• Exercise prompt:
Reproduce the listing below in its entirety. Change nothing.

(Object point labels)
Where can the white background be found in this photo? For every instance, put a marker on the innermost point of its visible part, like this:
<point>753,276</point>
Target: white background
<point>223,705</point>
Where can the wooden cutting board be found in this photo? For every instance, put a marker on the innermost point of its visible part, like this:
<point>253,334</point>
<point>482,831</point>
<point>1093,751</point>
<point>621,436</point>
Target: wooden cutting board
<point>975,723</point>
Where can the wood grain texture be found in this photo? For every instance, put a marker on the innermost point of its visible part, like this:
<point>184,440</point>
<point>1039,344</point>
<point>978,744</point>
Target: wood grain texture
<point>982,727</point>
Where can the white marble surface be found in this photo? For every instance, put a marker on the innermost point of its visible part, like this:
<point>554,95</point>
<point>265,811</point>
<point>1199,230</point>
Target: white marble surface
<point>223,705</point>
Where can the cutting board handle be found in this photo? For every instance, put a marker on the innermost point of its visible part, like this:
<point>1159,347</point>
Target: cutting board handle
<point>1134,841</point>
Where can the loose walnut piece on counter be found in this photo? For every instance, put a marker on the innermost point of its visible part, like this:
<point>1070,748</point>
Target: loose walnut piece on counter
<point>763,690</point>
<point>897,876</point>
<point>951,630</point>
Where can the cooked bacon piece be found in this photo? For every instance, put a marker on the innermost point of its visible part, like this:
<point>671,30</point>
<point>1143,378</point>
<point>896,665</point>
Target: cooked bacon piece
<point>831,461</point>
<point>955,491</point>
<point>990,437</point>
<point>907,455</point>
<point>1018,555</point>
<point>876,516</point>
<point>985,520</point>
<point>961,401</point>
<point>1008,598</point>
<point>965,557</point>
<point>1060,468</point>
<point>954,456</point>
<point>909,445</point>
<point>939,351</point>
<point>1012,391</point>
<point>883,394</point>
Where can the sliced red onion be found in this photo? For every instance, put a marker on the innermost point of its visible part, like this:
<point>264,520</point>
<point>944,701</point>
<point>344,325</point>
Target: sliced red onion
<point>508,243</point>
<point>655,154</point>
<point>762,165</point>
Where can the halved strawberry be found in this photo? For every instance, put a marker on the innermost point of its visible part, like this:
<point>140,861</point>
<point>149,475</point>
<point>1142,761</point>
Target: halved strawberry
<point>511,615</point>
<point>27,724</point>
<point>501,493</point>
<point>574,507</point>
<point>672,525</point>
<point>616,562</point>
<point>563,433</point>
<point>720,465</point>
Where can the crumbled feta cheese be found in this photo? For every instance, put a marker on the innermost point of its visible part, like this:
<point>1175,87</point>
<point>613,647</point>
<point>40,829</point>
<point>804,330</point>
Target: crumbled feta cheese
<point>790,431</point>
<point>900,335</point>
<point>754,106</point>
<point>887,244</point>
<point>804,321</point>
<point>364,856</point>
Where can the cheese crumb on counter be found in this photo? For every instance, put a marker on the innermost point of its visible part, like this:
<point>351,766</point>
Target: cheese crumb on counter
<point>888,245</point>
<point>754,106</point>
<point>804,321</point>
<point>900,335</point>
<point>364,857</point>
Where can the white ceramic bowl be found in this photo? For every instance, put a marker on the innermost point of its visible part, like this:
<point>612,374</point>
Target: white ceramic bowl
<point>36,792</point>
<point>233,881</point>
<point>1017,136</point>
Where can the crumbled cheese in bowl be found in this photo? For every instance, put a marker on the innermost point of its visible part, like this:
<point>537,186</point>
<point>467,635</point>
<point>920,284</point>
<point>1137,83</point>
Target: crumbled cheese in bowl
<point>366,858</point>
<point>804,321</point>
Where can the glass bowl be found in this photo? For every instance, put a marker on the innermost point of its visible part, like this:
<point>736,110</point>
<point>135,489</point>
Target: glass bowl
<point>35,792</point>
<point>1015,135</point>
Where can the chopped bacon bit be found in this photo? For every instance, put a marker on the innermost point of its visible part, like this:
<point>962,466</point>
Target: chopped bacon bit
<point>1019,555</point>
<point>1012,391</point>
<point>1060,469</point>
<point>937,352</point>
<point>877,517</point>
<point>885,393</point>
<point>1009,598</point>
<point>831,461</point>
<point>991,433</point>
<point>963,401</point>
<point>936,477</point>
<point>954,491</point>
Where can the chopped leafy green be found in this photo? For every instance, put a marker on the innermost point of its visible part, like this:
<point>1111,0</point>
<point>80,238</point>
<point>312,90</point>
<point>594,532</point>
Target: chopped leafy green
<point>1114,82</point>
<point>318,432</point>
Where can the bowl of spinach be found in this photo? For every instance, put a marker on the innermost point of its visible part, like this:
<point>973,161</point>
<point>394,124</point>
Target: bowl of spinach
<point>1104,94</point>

• Answer to this problem:
Where can the white background be found in this photo? For every instance, put a marker on the innermost point of its visible part, like this:
<point>753,276</point>
Target: white background
<point>223,705</point>
Where can the wooden cutting board be found in this photo? For every instance, put a marker on the innermost point of its visible part, like this:
<point>253,334</point>
<point>482,831</point>
<point>1093,751</point>
<point>621,436</point>
Target: wooden cutting board
<point>975,723</point>
Where can the wood grain texture be found in this photo? For every instance, put a marker on the innermost point of its visible part, like this:
<point>184,440</point>
<point>1039,344</point>
<point>978,744</point>
Target: wood grain texture
<point>982,727</point>
Where can the white marble surface be found in this photo? For every instance, put a marker on the innermost point of its visible part, like this:
<point>554,95</point>
<point>265,811</point>
<point>1199,230</point>
Target: white marble surface
<point>223,705</point>
Where can the cutting board handle be found in this photo? For every instance, put a marker on the innermost point of its visible part, like this:
<point>1159,347</point>
Target: cutting board handle
<point>1134,841</point>
Where can the loose walnut piece on counter be found in this photo? For every instance, put a marker on the innermost point of its visible part, like this:
<point>1070,748</point>
Target: loose walnut piece on counter
<point>763,690</point>
<point>897,876</point>
<point>951,630</point>
Where can the cooked bacon piece be found in this photo? For every instance, put a marker on the innermost point of its visible part, like this:
<point>671,30</point>
<point>1143,378</point>
<point>896,665</point>
Target: cooked bacon piece
<point>831,461</point>
<point>955,491</point>
<point>990,437</point>
<point>907,455</point>
<point>1018,555</point>
<point>876,516</point>
<point>985,520</point>
<point>961,401</point>
<point>1008,598</point>
<point>965,557</point>
<point>1060,468</point>
<point>954,456</point>
<point>909,445</point>
<point>939,351</point>
<point>1012,391</point>
<point>883,394</point>
Where can the sliced red onion be found in this photo? For every instance, put a marker on the innermost point of its visible part, like this:
<point>264,520</point>
<point>944,701</point>
<point>344,325</point>
Target: sliced red onion
<point>508,243</point>
<point>655,154</point>
<point>762,165</point>
Where can the halved strawberry be found in this photo? For every instance, put a marker on the innermost point of its visible part, like this:
<point>140,861</point>
<point>149,475</point>
<point>1142,761</point>
Target: halved strawberry
<point>511,615</point>
<point>27,724</point>
<point>501,493</point>
<point>574,507</point>
<point>672,525</point>
<point>616,562</point>
<point>563,433</point>
<point>720,465</point>
Where can the crumbled feta cheese be found in this photo? For every instance, put a marker on the innermost point of its visible part, like this:
<point>1175,87</point>
<point>613,647</point>
<point>40,829</point>
<point>804,330</point>
Target: crumbled feta cheese
<point>790,431</point>
<point>900,335</point>
<point>754,106</point>
<point>887,244</point>
<point>804,321</point>
<point>364,856</point>
Where can the cheese crumb on counter be found in this photo? For every instance, put a marker on the innermost point of its visible part, like this:
<point>351,766</point>
Target: cheese crumb on counter
<point>888,245</point>
<point>754,106</point>
<point>804,321</point>
<point>900,335</point>
<point>364,857</point>
Where can the white ceramic bowl be found in this photo? For every instance, put a marker on the innermost point of its visible part, like this:
<point>612,374</point>
Target: white ceramic bowl
<point>36,792</point>
<point>233,881</point>
<point>1017,136</point>
Where can the crumbled cheese in bowl be found in this photo? For every instance, put a marker on the innermost point of its visible part, like this:
<point>537,186</point>
<point>467,635</point>
<point>920,284</point>
<point>1137,83</point>
Target: crumbled cheese in bowl
<point>366,858</point>
<point>804,321</point>
Where can the glass bowl be found in this photo? For every instance, put a marker on the innermost point of its visible part, like this:
<point>736,110</point>
<point>135,489</point>
Target: glass bowl
<point>35,792</point>
<point>1015,135</point>
Where can the chopped bacon bit be found in this photo? For every instance, put a marker on the innermost point of its visible part, like this:
<point>962,466</point>
Target: chopped bacon bit
<point>1019,555</point>
<point>1012,391</point>
<point>1060,469</point>
<point>937,352</point>
<point>877,517</point>
<point>885,393</point>
<point>1009,598</point>
<point>831,461</point>
<point>991,433</point>
<point>963,401</point>
<point>936,477</point>
<point>954,491</point>
Where can the chopped leafy green be found in this photo? For every instance, put a marker on the innermost point of its visible part, like this:
<point>1111,0</point>
<point>80,238</point>
<point>312,90</point>
<point>594,532</point>
Target: chopped leafy green
<point>1114,82</point>
<point>318,432</point>
Where can the bowl of spinach be found in this photo? For every instance, put a marker on the innermost point of its visible part, like this:
<point>973,161</point>
<point>394,124</point>
Target: bowl of spinach
<point>1104,94</point>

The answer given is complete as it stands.